---------- Gösterilen metin ----------

Elbette, Mevlânâ’nın öngördüğü gibi hikmet şiirden fazladır, şiir dışında
da kendini ortaya koyabilir: Bilimle, dinle örneğin. SÖZ
Şiir
sözden önce vardı demiştik. Şiirin söze önceliğinde, bedene, doğaya
daha yakın olması özelliği bulunur. Söz, gelişen tutunma kültürünün
önemli bir aracı oldu. Aynı zamanda söz, şiirle oluşan dönüşüm sonrasında,
şiiri taşıdı, devamını sağladı. Eski
Yunan kültüründe epos, Homeros’un metinlerinde, duygusal açıdan
etki yapmayı, ahlâkî niyetlerimize seslenmeyi amaçlayan bir söz olarak
geçer. Şarkıyla söylenen etkili sözlerdir. Söz, bu anlamıyla, geleneği,
geçmişi, geleceğe taşır. Sözün etki gücü duygularımıza, duygularımızla
yaşadığımız ahlâk ve estetik yaşama yöneliktir. Batı kültürünü örnek
aldığımızda, söz, başlangıçta, tutunma yaşamının yanı sıra şiirin de
hizmetindeydi. Dinin sözü ele geçirmesi, şiirin sözü yakalamasından
sonra gerçekleşti. İnanma, güvenme, bağlanma gereksinimimiz kökeninde
tutunma yaşamında yer alır. Bu gereksinimin tinsel boyutu şiir tutumuyla
ortaya çıkmıştır. Şiirsel duruş, kalıpları kırıp öteleyen tavrıyla tinselliği
doğurmuştur. Zamanla kokuşan tinsellik, kaynağındaki şiiri yadsımaya
çalışmıştır. (Örneğin Platon’da!) Bunda elbette bir tutum olan şiiri,
basma kalıp söyleyiş hâline getiren, onu teknik kılığa sokup, sömüren
şâirlerin de payı vardır. Şiirin unutulması, tutunma yoğun bir yaşamın
gücünden gelir, bu yaşam, yalnız şiiri değil, şiirden doğan tinselliği
de almış, götürmüş, kokuşturmuştur. Değerler, şiirin yitimi sonucunda
kokuşmaya başlamıştır!(Nietzsche!) Sözün sınırları
eyleme kadar uzanıyor Eski Yunan’da. Eylemle söz birbirinden ayrılıyordu.
[30]
Sözün müzikle
yürütülmesi, etkileme, güç kaynağı olması, şiirden yansımasındandır.

----------

**Alıştırma görevi 1**
Gösterilen metne göre dinin sözü ele geçirmesi neyden sonra gerçekleşti?
Metin ile satırlar birbiriyle ilgili değildir.

---------- Saklanan veriler ----------

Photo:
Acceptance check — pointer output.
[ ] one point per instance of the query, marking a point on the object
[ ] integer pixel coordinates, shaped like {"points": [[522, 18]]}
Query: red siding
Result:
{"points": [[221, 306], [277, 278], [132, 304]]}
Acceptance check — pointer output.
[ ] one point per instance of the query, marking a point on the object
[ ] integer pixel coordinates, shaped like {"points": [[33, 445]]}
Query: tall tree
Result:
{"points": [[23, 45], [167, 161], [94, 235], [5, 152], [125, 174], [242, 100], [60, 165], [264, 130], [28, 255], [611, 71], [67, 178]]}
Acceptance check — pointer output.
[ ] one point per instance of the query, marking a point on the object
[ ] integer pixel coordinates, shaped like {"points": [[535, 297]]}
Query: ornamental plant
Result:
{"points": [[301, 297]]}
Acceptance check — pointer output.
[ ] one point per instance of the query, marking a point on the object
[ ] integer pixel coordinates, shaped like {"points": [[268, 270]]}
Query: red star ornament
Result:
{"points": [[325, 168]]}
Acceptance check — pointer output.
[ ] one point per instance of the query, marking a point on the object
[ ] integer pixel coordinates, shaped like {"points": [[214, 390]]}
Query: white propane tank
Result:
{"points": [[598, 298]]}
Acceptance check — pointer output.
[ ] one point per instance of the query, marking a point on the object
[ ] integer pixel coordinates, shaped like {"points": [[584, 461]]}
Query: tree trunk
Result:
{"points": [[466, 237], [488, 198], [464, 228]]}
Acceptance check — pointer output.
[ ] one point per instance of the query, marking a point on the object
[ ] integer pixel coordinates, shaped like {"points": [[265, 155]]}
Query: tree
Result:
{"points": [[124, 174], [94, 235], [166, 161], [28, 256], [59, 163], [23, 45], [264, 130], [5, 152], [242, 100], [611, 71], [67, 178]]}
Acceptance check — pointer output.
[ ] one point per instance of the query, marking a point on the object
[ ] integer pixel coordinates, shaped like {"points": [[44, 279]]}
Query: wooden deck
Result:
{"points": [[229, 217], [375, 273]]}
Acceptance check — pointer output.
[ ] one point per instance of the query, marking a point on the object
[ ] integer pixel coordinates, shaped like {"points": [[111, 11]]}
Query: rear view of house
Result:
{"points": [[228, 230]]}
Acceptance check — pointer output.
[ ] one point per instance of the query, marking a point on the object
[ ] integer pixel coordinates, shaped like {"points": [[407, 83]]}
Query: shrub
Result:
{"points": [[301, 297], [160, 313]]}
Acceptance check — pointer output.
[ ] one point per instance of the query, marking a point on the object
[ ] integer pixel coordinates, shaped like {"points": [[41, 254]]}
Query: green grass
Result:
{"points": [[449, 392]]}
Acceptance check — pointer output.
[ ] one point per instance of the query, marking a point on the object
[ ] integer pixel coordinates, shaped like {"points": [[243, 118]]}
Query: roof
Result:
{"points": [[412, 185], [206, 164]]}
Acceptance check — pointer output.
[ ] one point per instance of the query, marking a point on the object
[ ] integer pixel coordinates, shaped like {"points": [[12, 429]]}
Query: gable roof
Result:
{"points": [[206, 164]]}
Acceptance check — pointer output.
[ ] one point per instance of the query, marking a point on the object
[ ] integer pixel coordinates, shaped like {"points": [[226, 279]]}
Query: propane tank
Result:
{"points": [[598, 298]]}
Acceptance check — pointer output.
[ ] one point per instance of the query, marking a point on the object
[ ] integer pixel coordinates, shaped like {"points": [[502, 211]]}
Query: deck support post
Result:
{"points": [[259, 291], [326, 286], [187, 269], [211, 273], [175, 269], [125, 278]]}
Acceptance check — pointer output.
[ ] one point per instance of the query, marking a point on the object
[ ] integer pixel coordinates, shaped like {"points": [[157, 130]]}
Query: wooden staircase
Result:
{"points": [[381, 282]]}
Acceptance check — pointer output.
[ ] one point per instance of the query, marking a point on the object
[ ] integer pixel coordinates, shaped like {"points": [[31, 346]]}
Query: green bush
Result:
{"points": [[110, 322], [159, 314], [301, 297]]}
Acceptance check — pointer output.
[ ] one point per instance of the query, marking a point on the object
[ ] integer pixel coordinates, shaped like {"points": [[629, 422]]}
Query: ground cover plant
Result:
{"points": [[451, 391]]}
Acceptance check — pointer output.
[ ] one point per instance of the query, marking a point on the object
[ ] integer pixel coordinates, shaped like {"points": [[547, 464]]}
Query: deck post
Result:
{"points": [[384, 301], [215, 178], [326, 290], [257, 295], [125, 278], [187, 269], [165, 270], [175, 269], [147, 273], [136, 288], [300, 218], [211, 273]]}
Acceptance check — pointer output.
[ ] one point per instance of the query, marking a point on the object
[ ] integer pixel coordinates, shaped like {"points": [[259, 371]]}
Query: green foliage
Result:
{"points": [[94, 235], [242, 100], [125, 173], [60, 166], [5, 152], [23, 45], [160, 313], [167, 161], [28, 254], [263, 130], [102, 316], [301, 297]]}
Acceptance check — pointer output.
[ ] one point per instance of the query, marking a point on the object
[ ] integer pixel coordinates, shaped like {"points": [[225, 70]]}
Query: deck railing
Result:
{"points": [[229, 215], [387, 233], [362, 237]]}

----------

**Alıştırma görevi 2**
Satırlarda "plant" dizesini içeren her satırı bulun ve kopyalayın. Büyük-küçük harf ayrımı dikkate alınır.

**Görev sonucu 1**
Şiirin sözü yakalamasından sonra.

**Görev sonucu 2**
Query: ornamental plant
Query: ground cover plant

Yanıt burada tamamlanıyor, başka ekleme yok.